> Task requirements:
Identify the line that contains "Target: shadow on water" in the material. Output it and every line after it, unchanged, through the end.

□ □ □ □ □ □ □

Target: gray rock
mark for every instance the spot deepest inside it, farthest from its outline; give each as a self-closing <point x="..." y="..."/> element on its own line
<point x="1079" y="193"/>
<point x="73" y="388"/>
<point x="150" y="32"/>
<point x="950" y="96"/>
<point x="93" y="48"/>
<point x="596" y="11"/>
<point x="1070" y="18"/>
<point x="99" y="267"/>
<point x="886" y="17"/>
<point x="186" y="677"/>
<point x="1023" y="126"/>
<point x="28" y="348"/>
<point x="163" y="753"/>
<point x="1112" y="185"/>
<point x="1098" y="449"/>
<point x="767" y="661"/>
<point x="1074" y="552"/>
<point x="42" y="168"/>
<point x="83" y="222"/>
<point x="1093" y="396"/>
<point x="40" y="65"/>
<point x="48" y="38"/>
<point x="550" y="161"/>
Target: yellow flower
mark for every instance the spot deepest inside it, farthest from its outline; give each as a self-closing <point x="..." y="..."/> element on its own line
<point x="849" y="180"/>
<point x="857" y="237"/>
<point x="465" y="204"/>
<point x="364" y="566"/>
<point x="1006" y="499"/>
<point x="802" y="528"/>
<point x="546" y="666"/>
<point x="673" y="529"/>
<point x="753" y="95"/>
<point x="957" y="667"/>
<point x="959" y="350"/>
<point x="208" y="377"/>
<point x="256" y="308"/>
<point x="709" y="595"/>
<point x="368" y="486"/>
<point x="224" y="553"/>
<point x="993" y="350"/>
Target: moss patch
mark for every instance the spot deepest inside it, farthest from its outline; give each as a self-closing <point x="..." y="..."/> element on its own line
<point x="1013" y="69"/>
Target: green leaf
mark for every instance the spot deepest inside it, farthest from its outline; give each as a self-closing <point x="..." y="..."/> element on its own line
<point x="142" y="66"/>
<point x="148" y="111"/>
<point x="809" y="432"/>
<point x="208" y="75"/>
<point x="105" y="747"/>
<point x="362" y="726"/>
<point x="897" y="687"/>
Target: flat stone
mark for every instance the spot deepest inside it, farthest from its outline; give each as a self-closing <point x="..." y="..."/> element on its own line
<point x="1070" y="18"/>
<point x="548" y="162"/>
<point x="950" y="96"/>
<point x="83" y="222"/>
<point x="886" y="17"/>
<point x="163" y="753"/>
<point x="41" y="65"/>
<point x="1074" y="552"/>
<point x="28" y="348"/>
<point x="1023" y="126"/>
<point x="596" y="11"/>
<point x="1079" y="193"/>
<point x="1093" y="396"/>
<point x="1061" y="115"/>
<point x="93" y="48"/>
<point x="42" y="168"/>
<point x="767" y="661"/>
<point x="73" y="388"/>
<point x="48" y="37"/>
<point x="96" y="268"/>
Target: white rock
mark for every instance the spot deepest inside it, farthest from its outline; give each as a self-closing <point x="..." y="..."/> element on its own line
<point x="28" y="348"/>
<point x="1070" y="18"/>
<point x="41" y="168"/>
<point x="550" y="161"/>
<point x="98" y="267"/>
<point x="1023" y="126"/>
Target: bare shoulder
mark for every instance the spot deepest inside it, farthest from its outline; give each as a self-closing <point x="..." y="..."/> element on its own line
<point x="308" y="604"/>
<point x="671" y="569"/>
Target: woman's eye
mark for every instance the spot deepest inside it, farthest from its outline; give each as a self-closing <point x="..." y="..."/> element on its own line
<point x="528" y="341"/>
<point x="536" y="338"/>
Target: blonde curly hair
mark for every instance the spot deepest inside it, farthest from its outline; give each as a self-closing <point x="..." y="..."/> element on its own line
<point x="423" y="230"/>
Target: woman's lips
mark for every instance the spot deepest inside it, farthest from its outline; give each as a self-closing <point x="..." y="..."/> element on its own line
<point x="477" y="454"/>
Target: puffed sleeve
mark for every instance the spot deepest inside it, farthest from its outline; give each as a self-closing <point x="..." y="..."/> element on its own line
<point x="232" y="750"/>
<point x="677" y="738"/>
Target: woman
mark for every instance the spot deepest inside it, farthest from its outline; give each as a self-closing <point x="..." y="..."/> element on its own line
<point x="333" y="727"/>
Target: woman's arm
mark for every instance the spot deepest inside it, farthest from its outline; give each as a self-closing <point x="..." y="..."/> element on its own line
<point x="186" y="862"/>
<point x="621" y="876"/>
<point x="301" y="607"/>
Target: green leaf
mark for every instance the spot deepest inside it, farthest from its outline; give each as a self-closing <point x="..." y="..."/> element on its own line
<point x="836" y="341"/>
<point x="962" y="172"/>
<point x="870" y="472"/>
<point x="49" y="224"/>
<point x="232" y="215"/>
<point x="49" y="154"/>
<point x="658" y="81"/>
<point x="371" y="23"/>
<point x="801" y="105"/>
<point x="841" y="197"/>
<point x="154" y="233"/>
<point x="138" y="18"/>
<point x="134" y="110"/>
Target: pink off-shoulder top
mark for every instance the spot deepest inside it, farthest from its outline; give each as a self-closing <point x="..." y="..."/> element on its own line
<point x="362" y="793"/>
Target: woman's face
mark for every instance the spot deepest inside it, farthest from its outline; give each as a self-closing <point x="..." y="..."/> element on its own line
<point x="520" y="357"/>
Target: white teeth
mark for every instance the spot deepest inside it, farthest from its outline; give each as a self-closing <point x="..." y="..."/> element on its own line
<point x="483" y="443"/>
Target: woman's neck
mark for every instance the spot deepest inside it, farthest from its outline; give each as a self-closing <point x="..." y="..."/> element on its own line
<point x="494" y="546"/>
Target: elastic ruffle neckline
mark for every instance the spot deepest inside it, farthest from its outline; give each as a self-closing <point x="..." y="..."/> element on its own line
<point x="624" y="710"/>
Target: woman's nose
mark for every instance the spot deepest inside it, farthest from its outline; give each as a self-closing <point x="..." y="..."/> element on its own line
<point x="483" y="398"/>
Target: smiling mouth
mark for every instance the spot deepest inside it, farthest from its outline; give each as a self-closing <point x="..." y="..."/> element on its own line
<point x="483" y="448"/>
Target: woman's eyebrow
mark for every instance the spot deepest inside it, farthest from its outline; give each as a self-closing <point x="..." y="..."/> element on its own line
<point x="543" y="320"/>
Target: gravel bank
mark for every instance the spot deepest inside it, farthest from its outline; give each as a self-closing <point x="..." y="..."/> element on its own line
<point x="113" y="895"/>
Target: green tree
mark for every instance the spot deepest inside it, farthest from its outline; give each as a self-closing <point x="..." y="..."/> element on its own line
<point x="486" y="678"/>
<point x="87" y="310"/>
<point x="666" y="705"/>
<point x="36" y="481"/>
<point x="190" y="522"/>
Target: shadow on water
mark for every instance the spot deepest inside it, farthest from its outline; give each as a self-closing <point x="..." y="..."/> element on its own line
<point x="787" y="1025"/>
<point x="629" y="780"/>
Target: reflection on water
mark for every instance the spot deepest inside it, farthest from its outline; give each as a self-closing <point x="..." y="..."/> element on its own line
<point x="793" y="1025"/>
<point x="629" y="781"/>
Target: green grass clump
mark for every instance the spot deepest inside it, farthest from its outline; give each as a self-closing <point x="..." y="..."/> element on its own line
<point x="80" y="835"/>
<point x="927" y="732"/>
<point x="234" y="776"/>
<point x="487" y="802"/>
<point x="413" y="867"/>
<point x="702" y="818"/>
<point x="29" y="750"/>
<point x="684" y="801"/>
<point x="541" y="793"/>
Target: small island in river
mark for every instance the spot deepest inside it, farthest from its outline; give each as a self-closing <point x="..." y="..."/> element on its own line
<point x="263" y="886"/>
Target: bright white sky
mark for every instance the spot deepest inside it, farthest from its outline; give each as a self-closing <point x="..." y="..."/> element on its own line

□ □ □ □ □ □ □

> Task response:
Target: shadow on water
mark for every instance the spot deepest inside it, farthest from its outline; give each as a self-closing <point x="..." y="..."/> element on its own line
<point x="787" y="1025"/>
<point x="629" y="780"/>
Target: reflection on water
mark for every instance the spot deepest inside it, farthest from its outline; give each as a self-closing <point x="..." y="..."/> element on its own line
<point x="793" y="1025"/>
<point x="629" y="781"/>
Target: green grass clump
mark for every instance the spot deepest inside it, farthest from its outline; give each as a self-closing <point x="..." y="..."/> element on its own line
<point x="80" y="835"/>
<point x="927" y="732"/>
<point x="234" y="776"/>
<point x="487" y="802"/>
<point x="413" y="867"/>
<point x="702" y="818"/>
<point x="29" y="750"/>
<point x="684" y="801"/>
<point x="541" y="793"/>
Target: small island in river
mark for every instance the spot deepest inside it, farthest from its outline; give each as a self-closing <point x="..." y="..."/> element on its own line
<point x="263" y="886"/>
Target: bright white sky
mark for every instance the spot deepest inside it, farthest from its outline; give each as a self-closing <point x="..." y="..."/> element on its own line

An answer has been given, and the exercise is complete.